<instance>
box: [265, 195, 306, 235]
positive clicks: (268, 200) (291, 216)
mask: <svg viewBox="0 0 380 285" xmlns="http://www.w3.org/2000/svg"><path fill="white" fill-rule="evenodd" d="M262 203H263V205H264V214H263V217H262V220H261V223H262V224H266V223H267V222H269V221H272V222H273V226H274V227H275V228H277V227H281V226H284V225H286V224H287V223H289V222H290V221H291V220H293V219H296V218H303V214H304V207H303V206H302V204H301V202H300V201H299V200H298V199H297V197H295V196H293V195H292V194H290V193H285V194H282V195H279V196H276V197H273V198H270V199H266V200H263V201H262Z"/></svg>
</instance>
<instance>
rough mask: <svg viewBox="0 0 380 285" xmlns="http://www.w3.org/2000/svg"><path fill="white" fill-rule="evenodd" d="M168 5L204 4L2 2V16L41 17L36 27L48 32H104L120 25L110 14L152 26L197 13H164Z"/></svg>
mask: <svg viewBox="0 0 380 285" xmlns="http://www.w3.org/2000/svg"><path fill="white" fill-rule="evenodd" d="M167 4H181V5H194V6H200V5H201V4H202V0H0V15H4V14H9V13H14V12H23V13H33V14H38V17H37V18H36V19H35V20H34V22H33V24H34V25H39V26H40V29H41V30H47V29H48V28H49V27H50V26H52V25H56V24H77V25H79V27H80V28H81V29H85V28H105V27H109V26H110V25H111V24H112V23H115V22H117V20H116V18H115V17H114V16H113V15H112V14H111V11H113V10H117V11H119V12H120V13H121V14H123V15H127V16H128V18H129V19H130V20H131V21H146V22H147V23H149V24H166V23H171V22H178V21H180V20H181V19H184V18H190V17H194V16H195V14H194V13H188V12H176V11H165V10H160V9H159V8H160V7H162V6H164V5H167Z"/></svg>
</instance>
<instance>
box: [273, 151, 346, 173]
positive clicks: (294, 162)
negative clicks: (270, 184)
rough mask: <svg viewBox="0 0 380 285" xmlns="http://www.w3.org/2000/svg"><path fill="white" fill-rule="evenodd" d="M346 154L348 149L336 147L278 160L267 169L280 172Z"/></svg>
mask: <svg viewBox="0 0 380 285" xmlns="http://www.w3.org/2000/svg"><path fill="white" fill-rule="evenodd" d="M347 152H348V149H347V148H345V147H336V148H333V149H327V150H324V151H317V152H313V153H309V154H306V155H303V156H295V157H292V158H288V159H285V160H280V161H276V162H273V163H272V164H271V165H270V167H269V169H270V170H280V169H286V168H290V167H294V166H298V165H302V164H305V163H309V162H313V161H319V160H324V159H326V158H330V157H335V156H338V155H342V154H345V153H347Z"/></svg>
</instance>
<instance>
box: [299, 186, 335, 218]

• • • • • • •

# Task statement
Which lines belong in the answer? Exactly those from the first line of the entries through the line holding "negative clicks: (270, 184)", inclusive, copied unchanged.

# Output for this task
<instance>
box: [265, 195, 306, 235]
positive clicks: (268, 200) (291, 216)
mask: <svg viewBox="0 0 380 285" xmlns="http://www.w3.org/2000/svg"><path fill="white" fill-rule="evenodd" d="M262 203H263V205H264V214H263V217H262V220H261V223H262V224H266V223H267V222H269V221H272V222H273V226H274V227H275V228H277V227H281V226H284V225H286V224H287V223H289V222H290V221H291V220H293V219H296V218H303V214H304V207H303V206H302V204H301V202H300V201H299V200H298V199H297V197H295V196H293V195H292V194H290V193H285V194H282V195H279V196H276V197H273V198H270V199H266V200H263V201H262Z"/></svg>
</instance>
<instance>
rough mask: <svg viewBox="0 0 380 285" xmlns="http://www.w3.org/2000/svg"><path fill="white" fill-rule="evenodd" d="M168 5L204 4L2 2V16L41 17L36 27L48 32H104L120 25L110 14L152 26L197 13H164Z"/></svg>
mask: <svg viewBox="0 0 380 285" xmlns="http://www.w3.org/2000/svg"><path fill="white" fill-rule="evenodd" d="M167 4H181V5H194V6H200V5H201V4H202V0H0V15H4V14H9V13H14V12H23V13H33V14H38V17H37V18H36V19H35V20H34V22H33V24H34V25H39V26H40V29H41V30H47V29H48V28H49V27H50V26H52V25H56V24H77V25H79V27H80V28H81V29H85V28H105V27H109V26H110V25H111V24H112V23H115V22H117V20H116V18H115V17H114V16H113V15H112V14H111V11H113V10H117V11H119V12H120V13H121V14H123V15H127V16H128V18H129V19H130V20H131V21H146V22H147V23H149V24H166V23H171V22H178V21H180V20H181V19H184V18H190V17H194V16H195V14H194V13H188V12H176V11H165V10H160V9H159V8H160V7H162V6H164V5H167Z"/></svg>
</instance>
<instance>
box: [273, 151, 346, 173]
positive clicks: (294, 162)
negative clicks: (270, 184)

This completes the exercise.